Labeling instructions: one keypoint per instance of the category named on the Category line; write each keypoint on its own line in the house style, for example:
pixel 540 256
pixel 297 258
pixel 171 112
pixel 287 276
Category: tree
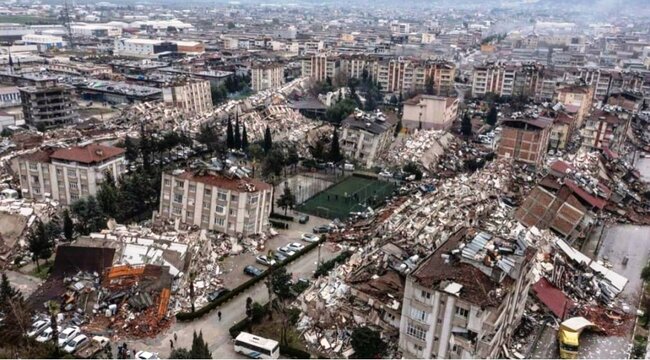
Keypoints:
pixel 131 153
pixel 466 125
pixel 230 136
pixel 287 200
pixel 268 141
pixel 237 134
pixel 281 283
pixel 335 149
pixel 367 343
pixel 68 225
pixel 398 128
pixel 90 216
pixel 244 137
pixel 107 196
pixel 492 115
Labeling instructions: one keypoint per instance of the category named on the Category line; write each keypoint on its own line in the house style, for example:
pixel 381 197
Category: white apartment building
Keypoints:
pixel 430 112
pixel 67 175
pixel 267 76
pixel 463 302
pixel 365 136
pixel 215 201
pixel 193 96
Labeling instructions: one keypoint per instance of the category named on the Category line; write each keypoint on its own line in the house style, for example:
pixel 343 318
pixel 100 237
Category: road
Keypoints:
pixel 215 332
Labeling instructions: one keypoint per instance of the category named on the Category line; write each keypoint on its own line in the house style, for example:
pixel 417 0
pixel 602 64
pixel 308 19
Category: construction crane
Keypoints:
pixel 66 23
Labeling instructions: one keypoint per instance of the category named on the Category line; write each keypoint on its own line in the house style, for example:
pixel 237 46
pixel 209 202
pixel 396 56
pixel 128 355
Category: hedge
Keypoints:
pixel 281 217
pixel 186 316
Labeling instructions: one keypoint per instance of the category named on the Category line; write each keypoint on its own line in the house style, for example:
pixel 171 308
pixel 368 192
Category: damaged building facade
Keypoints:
pixel 465 300
pixel 214 201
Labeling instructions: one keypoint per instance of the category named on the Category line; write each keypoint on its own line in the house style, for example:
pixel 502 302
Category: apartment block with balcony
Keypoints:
pixel 430 112
pixel 525 140
pixel 48 104
pixel 267 76
pixel 215 201
pixel 605 129
pixel 70 174
pixel 193 96
pixel 365 136
pixel 464 301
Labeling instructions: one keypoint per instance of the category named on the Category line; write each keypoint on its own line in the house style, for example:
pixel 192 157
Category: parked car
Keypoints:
pixel 146 355
pixel 295 246
pixel 286 251
pixel 321 229
pixel 265 260
pixel 217 294
pixel 76 343
pixel 38 327
pixel 252 271
pixel 46 335
pixel 279 256
pixel 68 334
pixel 310 237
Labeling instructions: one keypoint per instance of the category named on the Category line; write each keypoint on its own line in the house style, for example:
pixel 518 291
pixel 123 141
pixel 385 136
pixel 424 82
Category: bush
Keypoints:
pixel 294 353
pixel 327 266
pixel 187 316
pixel 281 217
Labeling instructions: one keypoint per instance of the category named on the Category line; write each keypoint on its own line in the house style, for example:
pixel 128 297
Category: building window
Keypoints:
pixel 416 331
pixel 462 312
pixel 222 196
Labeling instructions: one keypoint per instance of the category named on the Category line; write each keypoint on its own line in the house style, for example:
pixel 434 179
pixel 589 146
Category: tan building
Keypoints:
pixel 430 112
pixel 267 76
pixel 525 140
pixel 575 98
pixel 67 175
pixel 463 301
pixel 215 201
pixel 193 96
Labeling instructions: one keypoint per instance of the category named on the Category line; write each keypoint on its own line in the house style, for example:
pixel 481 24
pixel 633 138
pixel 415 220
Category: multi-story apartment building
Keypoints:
pixel 267 76
pixel 430 112
pixel 525 140
pixel 320 67
pixel 605 129
pixel 67 175
pixel 215 201
pixel 193 96
pixel 465 302
pixel 365 136
pixel 576 98
pixel 48 104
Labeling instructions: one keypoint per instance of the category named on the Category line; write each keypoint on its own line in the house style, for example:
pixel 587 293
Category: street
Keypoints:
pixel 215 332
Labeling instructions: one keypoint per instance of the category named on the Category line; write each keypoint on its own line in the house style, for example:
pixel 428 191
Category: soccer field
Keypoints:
pixel 353 194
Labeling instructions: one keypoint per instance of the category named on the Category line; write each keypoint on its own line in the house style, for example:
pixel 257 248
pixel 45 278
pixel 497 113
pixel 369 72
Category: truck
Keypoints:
pixel 95 347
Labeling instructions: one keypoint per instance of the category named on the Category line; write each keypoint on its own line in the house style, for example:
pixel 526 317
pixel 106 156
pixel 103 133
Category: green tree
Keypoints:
pixel 230 136
pixel 367 343
pixel 68 225
pixel 268 141
pixel 335 148
pixel 244 137
pixel 492 115
pixel 466 125
pixel 131 148
pixel 90 217
pixel 287 200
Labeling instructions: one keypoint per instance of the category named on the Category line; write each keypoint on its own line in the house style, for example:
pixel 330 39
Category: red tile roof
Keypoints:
pixel 89 154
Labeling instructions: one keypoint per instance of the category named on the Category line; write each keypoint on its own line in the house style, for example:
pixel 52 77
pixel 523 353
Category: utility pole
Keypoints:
pixel 66 23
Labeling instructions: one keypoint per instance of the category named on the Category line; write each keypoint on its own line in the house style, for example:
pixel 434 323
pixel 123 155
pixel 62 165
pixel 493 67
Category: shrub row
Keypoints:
pixel 279 224
pixel 281 217
pixel 187 316
pixel 325 267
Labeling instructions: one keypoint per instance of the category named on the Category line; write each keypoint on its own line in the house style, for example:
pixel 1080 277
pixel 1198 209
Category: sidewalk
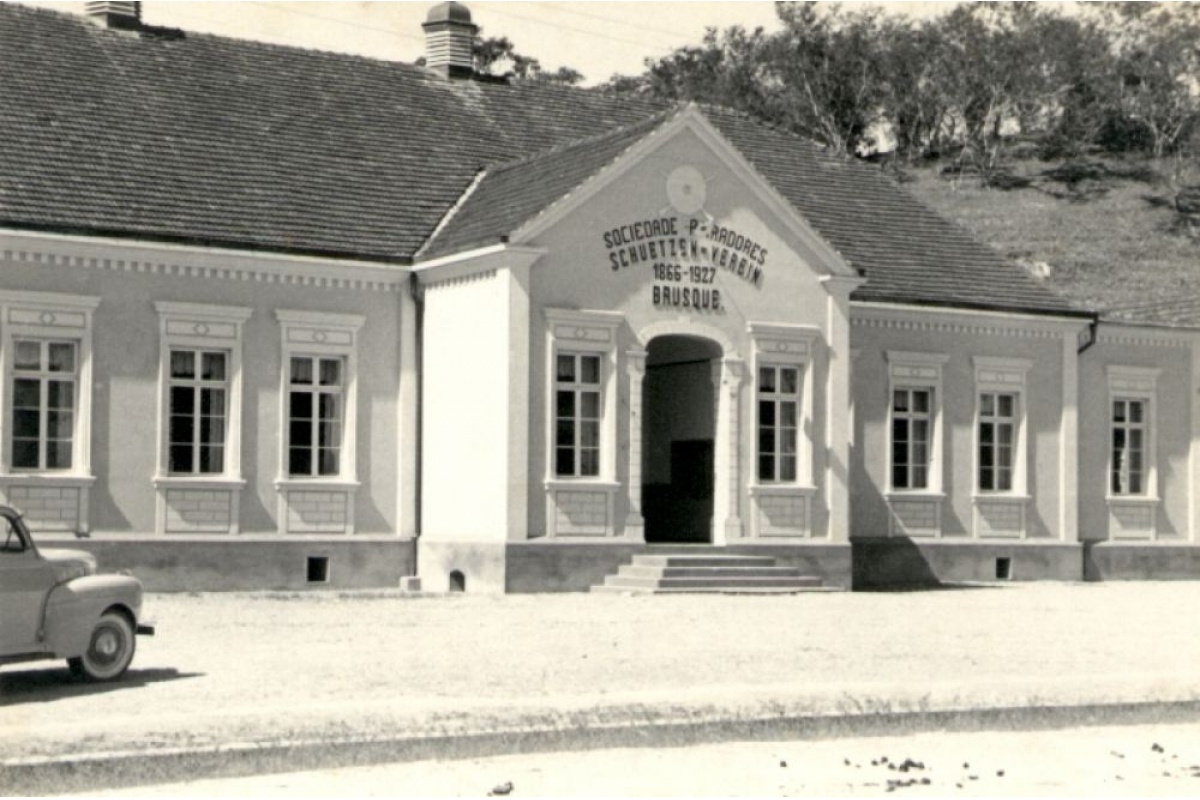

# # # #

[Exercise objective]
Copy out every line of the records above that contains the word "apartment".

[Solution to the problem]
Category: white apartment building
Category: apartment block with balcony
Category: multi-story apartment building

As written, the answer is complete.